> _WHAT YOU SHOULD DO_
From the line containing "condensation on glass with one point per instance" down to the last line of the data, output each line word for word and include nothing else.

[Natural language region descriptions]
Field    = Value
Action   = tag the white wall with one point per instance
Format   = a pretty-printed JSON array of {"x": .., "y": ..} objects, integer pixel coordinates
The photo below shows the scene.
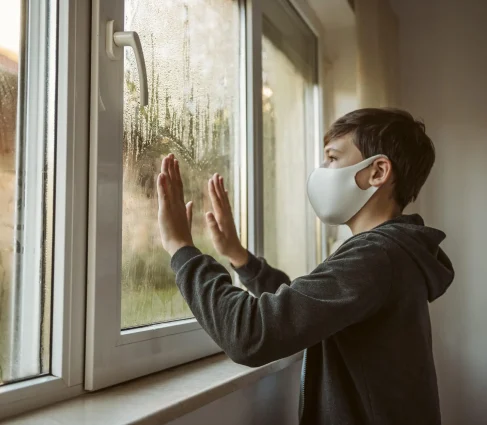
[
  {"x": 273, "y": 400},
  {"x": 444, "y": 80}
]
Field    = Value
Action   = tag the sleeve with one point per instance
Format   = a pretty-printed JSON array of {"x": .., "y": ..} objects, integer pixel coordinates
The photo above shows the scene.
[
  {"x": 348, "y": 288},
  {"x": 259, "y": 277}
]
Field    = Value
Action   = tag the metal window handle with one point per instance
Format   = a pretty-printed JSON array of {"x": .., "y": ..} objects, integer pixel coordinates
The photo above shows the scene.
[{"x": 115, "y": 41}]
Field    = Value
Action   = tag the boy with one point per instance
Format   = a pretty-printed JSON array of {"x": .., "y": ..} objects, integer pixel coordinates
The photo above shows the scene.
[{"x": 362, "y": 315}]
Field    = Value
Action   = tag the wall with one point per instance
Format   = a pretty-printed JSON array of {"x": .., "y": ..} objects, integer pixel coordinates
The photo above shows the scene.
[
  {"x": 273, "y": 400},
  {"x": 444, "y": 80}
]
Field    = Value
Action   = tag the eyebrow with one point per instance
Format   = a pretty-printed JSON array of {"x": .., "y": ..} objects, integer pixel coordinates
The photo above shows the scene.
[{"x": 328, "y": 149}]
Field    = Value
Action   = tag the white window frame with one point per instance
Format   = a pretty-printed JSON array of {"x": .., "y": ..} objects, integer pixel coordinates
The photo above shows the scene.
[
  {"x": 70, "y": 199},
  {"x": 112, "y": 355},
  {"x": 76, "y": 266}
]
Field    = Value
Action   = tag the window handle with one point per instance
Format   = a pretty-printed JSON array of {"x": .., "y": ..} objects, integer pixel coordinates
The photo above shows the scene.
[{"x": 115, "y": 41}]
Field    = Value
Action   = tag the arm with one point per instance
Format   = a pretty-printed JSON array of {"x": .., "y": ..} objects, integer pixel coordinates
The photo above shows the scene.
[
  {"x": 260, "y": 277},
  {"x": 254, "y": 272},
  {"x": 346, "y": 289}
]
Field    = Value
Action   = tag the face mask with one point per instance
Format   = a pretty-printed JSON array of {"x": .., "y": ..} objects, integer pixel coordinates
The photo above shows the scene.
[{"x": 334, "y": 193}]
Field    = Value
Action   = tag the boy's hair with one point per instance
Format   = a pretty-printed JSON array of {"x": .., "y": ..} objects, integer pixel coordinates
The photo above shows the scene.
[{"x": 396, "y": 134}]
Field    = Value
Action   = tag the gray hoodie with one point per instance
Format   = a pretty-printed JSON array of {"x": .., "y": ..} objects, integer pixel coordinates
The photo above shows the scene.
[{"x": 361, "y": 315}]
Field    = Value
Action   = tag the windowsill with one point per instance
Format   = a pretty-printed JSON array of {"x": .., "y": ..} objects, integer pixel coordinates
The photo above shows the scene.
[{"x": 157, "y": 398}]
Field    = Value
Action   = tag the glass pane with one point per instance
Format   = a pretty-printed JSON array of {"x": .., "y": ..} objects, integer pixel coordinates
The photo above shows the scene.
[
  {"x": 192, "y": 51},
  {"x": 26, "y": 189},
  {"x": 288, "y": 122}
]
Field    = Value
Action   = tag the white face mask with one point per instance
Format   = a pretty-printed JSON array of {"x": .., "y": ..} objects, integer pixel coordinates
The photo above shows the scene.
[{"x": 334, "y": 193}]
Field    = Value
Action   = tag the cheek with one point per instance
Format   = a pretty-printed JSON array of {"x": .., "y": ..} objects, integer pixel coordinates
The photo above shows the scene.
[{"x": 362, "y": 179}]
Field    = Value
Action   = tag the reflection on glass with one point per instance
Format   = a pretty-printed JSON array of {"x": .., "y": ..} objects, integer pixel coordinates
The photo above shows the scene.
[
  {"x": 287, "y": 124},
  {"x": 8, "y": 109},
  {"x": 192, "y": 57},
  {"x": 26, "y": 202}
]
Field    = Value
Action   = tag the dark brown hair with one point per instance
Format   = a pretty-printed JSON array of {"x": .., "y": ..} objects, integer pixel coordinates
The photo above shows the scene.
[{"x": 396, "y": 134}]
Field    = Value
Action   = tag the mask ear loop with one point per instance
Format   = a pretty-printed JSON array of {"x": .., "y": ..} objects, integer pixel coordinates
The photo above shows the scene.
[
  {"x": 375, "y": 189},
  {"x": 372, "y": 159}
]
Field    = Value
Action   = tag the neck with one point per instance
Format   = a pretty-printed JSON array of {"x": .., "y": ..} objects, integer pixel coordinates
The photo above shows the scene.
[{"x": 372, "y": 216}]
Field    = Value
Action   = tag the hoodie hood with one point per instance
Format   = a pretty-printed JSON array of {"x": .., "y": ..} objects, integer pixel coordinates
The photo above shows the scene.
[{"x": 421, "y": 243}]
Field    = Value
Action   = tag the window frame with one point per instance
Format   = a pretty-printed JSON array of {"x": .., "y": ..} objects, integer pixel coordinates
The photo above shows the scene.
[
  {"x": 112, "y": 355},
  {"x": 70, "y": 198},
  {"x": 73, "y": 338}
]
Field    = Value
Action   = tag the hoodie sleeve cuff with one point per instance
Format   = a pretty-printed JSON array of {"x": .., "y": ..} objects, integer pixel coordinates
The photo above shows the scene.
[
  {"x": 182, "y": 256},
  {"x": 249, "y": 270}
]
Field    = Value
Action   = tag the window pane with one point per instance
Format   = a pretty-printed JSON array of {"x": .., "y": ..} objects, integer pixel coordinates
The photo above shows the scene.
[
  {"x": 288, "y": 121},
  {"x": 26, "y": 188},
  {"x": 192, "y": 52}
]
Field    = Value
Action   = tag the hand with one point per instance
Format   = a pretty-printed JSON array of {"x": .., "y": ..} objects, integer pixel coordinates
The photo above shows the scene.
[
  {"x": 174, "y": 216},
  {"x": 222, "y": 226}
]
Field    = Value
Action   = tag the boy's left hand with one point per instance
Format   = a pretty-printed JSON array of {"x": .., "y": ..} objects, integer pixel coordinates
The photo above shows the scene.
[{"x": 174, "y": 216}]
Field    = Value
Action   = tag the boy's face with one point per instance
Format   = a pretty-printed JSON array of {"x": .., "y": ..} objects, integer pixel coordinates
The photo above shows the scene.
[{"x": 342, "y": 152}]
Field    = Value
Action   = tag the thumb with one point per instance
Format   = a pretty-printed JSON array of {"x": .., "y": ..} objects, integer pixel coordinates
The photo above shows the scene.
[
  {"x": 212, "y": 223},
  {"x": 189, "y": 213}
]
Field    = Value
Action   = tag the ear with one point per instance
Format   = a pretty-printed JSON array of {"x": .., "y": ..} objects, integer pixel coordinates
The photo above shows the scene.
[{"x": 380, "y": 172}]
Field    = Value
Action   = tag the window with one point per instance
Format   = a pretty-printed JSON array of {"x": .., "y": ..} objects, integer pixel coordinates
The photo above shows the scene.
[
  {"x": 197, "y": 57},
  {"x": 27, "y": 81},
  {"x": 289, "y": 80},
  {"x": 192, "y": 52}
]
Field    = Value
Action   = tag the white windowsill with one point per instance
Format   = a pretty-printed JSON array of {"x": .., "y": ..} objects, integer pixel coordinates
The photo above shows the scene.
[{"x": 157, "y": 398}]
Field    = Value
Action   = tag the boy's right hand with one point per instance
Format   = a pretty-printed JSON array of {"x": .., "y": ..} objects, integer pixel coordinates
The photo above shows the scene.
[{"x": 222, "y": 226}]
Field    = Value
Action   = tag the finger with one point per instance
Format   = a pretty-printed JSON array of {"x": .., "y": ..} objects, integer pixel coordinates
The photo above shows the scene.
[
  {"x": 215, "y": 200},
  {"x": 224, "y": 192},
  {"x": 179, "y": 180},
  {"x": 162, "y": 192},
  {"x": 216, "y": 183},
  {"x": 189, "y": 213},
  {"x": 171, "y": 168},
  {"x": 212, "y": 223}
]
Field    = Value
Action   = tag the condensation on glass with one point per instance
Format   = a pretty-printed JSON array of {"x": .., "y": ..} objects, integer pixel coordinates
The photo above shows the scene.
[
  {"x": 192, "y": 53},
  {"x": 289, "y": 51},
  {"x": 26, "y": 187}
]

> _RESPONSE AREA_
Action   = tag the condensation on glass with one point per instance
Format   = a pretty-printed JSON array of {"x": .., "y": ..} objects, integer pixel coordinates
The photo above shows the scene.
[
  {"x": 192, "y": 53},
  {"x": 289, "y": 51},
  {"x": 26, "y": 187}
]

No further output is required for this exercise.